(Photo-based referring expression data)
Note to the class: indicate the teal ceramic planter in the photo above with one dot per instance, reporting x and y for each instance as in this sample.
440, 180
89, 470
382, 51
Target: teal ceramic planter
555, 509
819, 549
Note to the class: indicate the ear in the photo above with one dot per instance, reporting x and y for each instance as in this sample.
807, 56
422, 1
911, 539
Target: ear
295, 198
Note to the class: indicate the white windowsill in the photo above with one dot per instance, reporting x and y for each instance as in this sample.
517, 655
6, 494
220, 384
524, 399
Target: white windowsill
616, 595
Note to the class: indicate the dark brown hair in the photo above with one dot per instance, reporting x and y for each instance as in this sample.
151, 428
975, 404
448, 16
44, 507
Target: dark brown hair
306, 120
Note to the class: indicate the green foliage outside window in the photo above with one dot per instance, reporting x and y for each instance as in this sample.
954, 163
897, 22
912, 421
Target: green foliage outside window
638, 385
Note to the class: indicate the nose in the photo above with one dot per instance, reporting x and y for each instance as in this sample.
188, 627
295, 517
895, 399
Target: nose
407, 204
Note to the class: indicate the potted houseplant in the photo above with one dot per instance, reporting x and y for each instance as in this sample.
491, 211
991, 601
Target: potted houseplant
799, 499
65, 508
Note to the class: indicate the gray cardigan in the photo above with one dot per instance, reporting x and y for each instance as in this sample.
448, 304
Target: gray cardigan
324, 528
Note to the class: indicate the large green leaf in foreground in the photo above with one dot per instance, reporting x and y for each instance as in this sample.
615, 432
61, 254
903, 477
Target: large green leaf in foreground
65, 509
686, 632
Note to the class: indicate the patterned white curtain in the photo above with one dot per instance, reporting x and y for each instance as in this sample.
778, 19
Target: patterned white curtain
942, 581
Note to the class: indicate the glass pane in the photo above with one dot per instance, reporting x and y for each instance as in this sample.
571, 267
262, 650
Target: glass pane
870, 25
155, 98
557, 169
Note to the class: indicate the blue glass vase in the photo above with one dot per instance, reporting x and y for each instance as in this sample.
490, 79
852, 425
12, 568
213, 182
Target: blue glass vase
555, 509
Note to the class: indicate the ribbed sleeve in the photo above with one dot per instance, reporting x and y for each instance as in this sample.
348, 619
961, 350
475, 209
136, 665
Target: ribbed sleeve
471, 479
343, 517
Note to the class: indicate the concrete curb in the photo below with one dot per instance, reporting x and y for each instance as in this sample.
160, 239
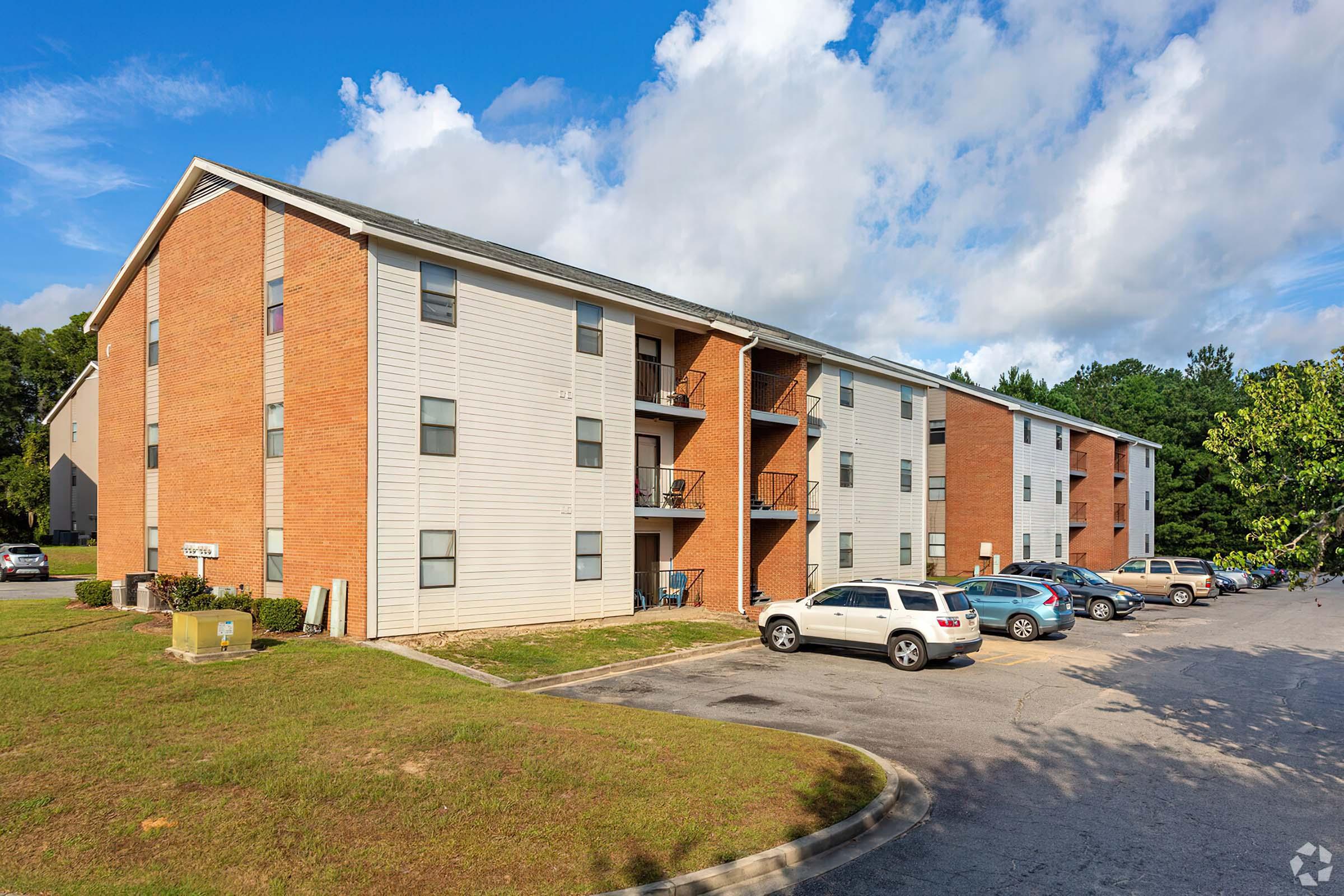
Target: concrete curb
628, 665
791, 860
436, 661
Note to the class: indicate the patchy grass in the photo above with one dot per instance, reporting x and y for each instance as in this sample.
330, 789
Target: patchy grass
552, 652
73, 559
318, 766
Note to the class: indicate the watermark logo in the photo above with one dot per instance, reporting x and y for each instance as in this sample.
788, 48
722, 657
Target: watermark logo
1323, 866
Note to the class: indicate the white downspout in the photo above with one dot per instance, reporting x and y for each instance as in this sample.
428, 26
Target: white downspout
743, 500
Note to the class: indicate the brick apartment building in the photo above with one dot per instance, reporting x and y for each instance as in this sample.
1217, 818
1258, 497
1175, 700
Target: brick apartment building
472, 436
1011, 480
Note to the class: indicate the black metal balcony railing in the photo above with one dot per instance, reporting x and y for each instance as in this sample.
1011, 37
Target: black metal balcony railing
774, 492
670, 587
664, 385
774, 394
669, 487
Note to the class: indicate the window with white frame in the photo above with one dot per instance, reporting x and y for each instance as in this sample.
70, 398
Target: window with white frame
588, 557
438, 295
438, 558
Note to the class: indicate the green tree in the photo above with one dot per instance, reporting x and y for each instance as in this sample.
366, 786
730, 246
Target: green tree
1285, 459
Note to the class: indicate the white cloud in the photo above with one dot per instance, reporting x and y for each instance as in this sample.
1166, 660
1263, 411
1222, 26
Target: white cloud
50, 307
521, 97
1047, 183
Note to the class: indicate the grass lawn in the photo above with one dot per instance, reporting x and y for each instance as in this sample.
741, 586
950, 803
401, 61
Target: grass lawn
320, 767
548, 654
73, 559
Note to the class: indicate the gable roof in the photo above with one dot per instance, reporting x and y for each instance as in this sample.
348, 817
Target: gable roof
92, 367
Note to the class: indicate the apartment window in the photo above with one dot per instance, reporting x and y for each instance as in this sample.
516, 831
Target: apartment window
438, 426
588, 557
438, 295
276, 305
589, 445
438, 558
274, 555
588, 338
274, 430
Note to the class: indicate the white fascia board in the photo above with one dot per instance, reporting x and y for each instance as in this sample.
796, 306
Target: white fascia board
65, 396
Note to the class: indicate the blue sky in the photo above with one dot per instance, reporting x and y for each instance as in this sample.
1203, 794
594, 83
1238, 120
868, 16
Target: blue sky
984, 184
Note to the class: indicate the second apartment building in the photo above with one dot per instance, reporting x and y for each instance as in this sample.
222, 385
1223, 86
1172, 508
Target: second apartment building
474, 436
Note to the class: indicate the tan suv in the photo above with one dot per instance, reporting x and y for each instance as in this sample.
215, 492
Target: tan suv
1180, 580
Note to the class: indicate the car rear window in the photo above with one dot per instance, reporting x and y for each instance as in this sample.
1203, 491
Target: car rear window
956, 601
918, 601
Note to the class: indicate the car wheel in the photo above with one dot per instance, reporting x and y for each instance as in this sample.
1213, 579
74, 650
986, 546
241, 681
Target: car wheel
783, 636
1101, 610
908, 652
1023, 629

Exercise description => Print every line above once more, exactly. Omit the pictures.

Solution for this task =>
Note to the class: indicate the teal ceramic planter in the photo above with one dot per instance, reporting x and y for each instance as in this sample.
440, 180
89, 470
382, 51
Target: teal ceramic planter
555, 509
819, 549
Note to the class: indicate the ear in the photo above with one dot per instance, reporting x and y for each instance as in this sample.
807, 56
422, 1
911, 539
Target: ear
295, 198
Note to the class: indicate the white windowsill in the photo above with one dot per instance, reporting x and y for each instance as in this sample.
517, 655
6, 494
220, 384
524, 399
Target: white windowsill
616, 595
Note to the class: indicate the dark brown hair in the photo above with one dot per instance, reporting x and y for each instance as in this sample.
151, 428
975, 404
448, 16
44, 507
Target: dark brown hair
306, 120
Note to the class: indicate the green foliage outside window in the photo above with one dot per instance, reporting x and y for each instance as in this sample.
954, 163
897, 22
912, 421
Target: green foliage outside window
638, 385
Note to the class: indicate the nose in the photo above with one dot per instance, reporting x and y for each instance as in this sample.
188, 627
295, 517
895, 399
Target: nose
407, 204
Note to the class: indicate the potted houseplant in the photo above with one dot per instance, reporting x and y for each instance as in this sample.
491, 211
991, 601
Target: potted houseplant
799, 499
65, 508
Note to the class: indicate the gray cardigan in the photo above with one dot per instance, reporting x and y for each instance as in this sample.
448, 304
Target: gray cardigan
324, 528
Note to the class: indicate the large green leaf in foreground in the photo above with one dot per instance, reporting x and y for each instance as in this sample.
615, 432
61, 254
903, 477
Target: large green leaf in foreground
65, 509
686, 632
Note to the class: indicate the patterned white curtain in the photo above with one dot per instance, reporting x and y for each instance as in this sample.
778, 19
Target: patterned white curtain
942, 581
Note to the class: indicate the glass pane in the photo above with one dot per instance, reporting x and y for each instance as in this sample.
571, 267
262, 650
Target: glass pane
870, 25
155, 98
557, 169
Note to the class: indicate the blue glass vase in the photo above with one dot per instance, reporting x and y for each instance as in this sample.
490, 79
852, 425
12, 568
213, 182
Target: blue glass vase
555, 509
Note to the class: indicate the ribbed sleeve in the photo above with one dot per instance, reporting x and y for each instance as in this sample.
348, 619
961, 350
475, 209
136, 665
Target: ribbed sleeve
471, 479
343, 517
Note to the class: indicate the concrete curb in the photo below with one dot per instance, reporting x and y for each instance as in this sample.
160, 239
Target: concrete curb
628, 665
791, 860
436, 661
Note to the class: indicate the patchy grass in the photo above with one dot per instance, reporting x and y for each instance as in this sample.
330, 789
Target: patchy grass
552, 652
73, 559
318, 766
Note to the class: indicate the watermark logo in the photo above with one dot per instance, reporting x and y for each instance as in this sample.
788, 48
722, 657
Target: watermark logo
1323, 866
Note to the class: indicate the white downspout in the photo above with one dot per instance, reporting x and y for each instance as in this sample.
428, 26
Target: white downspout
743, 500
Note to the class: indicate the brick apartment building in the photo above with one dot per instance, reporting x and y for each instance as in this sample.
1217, 818
1258, 497
1175, 700
Target: brick apartment building
472, 436
1011, 480
Note to the class: indicate the black metal balcony railing in the photo above with one dot per instance, reporting x and y for each instance as in this sample.
1011, 37
Target: black metal balcony railing
774, 492
670, 587
664, 385
774, 394
669, 487
Note to the class: indicate the window with white frame in the photo above with one dot per instance, reporting x and y for each instance as in this sample.
70, 398
Target: window with white frame
588, 557
438, 295
438, 558
Note to the class: indicate the green tree in the photo above with one dot per instance, reporting x and y for each instance as in this sample.
366, 786
730, 246
Target: green tree
1285, 459
Note to the class: indicate the white cloud in the photo above with one dot per instance, reporting x and y for each instance as in this sample.
1166, 660
1263, 411
1222, 26
Target: white cloud
50, 307
521, 97
1047, 183
Note to the class: indicate the grass lawn in the photo above with one dot per instance, reporting x and y for each instance as in this sample.
741, 586
950, 803
401, 61
Target: grass lawn
320, 767
548, 654
73, 559
Note to the class: indicate the gable roof in the photo above with one dot per instance, reporting x and y for each instance as in this sample.
348, 817
Target: gable roof
92, 367
Note to the class: indicate the apartment window in the photo above with one dot per instance, reporting x and y for each instance as in this sample.
516, 831
Target: apartment window
438, 426
588, 557
438, 295
276, 305
589, 445
438, 558
274, 555
588, 338
274, 430
Note to the class: indicate the white fascia board in the photo above with one dot per instance, reporting x and y for each instance as in this sample.
796, 306
Target: white fascia board
65, 396
Note to the class: indicate the blue sky in the photo above with one dot per instance, reporting x and y for each instance as in this sample.
1203, 794
594, 83
1238, 120
868, 16
Target: blue sky
984, 184
Note to the class: indicate the second apartment building in the photo above with one dot per instance, reporting x and y for each instance as in this sample.
222, 385
1223, 86
1172, 508
Target: second apartment building
474, 436
Note to the class: indicate the tan suv in the photo above with one dot per instance, reporting x and y for each instance as in this sample.
215, 492
Target: tan suv
1180, 580
Note to the class: indicate the car rear window in the photo above with one dot per instance, reporting x and y for each instance as in this sample.
1203, 491
Target: car rear window
956, 601
918, 601
Note to the class: indicate the car wheel in the photo above with one dot per instance, reporting x and y for each instance as in this sample.
1213, 579
74, 650
986, 546
241, 681
Target: car wheel
783, 636
1101, 610
908, 652
1023, 629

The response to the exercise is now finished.